[Source records]
* Begin *
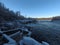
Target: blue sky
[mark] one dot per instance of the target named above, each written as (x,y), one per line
(34,8)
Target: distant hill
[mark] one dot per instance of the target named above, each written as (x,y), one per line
(43,18)
(56,19)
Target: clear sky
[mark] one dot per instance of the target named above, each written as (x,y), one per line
(34,8)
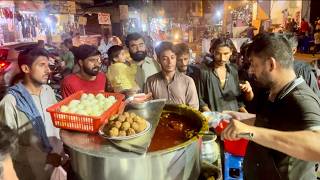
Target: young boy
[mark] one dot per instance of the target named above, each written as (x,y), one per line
(120,74)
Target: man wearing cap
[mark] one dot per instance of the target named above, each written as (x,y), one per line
(24,110)
(170,84)
(146,66)
(89,78)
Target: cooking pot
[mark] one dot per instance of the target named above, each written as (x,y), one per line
(93,157)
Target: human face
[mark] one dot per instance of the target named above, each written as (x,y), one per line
(91,65)
(39,71)
(137,45)
(182,62)
(121,57)
(8,170)
(168,61)
(137,49)
(222,55)
(259,72)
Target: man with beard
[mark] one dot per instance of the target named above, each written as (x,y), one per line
(138,52)
(170,84)
(89,78)
(218,85)
(23,109)
(183,61)
(285,138)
* End *
Reproduce the entire listing above verbatim, omitting the pictures.

Target: blue sky
[mark] one dot per instance of the target named above, each written as (x,y), one per line
(34,8)
Target: distant hill
[mark] one dot per instance of the target named above, each written as (x,y), one per line
(43,18)
(56,19)
Target: clear sky
[mark] one dot per instance of the target named above, each written as (x,y), one per line
(34,8)
Target: young boy
[mark] one dot per instance of the target named above, each written as (x,y), one per line
(120,74)
Target: man wearing cap
[mark] one dot per instance of the target named above, each written as (x,y), one per line
(24,110)
(170,84)
(146,66)
(89,78)
Target: cooking pot
[mark] one dot per instance of the target named above, each written as (x,y), one per line
(93,157)
Target: human face
[mark] one dot per instance of the target named above, each written as (x,y), one per line
(91,65)
(39,71)
(137,45)
(182,62)
(121,57)
(8,170)
(168,61)
(137,49)
(222,55)
(259,72)
Target: man with beard
[mark] one dot per instance of the target named above, each written as (x,y), one per line
(138,52)
(170,84)
(89,78)
(218,85)
(23,109)
(183,61)
(285,138)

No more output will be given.